## Directions for this task:
Find the word "doormat" in the listing. Copy out each line where it occurs.
***** Entries supplied *****
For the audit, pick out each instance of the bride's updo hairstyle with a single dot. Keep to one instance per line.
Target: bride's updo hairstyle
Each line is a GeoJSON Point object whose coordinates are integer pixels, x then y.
*****
***** Entries supplied *****
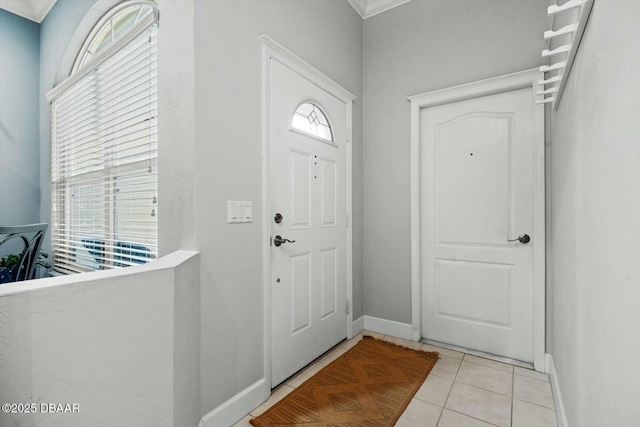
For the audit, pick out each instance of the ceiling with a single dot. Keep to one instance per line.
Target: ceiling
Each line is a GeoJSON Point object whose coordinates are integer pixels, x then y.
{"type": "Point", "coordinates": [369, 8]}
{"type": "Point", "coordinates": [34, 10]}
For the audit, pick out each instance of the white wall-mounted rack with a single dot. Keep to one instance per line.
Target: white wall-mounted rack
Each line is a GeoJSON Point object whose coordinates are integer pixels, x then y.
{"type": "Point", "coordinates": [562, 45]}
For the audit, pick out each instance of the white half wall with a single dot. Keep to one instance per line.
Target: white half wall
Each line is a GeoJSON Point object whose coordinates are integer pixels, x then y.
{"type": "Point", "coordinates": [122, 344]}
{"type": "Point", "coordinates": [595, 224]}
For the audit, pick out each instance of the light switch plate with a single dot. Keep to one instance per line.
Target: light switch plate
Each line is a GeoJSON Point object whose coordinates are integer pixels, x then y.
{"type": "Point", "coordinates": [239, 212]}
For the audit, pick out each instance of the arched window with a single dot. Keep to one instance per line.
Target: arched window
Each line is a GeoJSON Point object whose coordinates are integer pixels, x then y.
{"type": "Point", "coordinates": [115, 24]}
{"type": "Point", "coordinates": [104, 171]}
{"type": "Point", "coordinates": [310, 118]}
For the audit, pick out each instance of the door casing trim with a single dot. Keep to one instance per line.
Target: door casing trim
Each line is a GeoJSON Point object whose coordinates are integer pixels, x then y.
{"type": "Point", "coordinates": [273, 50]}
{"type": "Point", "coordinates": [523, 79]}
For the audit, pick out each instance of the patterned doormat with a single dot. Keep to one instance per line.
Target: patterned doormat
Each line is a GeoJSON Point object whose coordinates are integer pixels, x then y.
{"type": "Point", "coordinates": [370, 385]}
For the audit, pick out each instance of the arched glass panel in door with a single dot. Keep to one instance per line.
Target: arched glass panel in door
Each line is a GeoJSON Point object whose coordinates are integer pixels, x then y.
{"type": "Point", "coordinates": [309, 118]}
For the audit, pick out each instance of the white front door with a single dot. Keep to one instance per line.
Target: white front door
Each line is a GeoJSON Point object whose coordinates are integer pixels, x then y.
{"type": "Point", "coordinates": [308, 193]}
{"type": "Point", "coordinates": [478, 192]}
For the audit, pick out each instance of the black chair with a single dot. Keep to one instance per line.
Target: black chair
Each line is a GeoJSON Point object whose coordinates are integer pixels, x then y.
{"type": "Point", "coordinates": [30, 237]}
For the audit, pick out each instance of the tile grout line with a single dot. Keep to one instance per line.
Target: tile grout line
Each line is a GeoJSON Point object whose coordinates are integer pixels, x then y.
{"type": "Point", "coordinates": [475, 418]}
*****
## Answer space:
For the audit, pick out each instance of the patterned doormat with a single dot. Keep to one instance per line.
Target: patterned doormat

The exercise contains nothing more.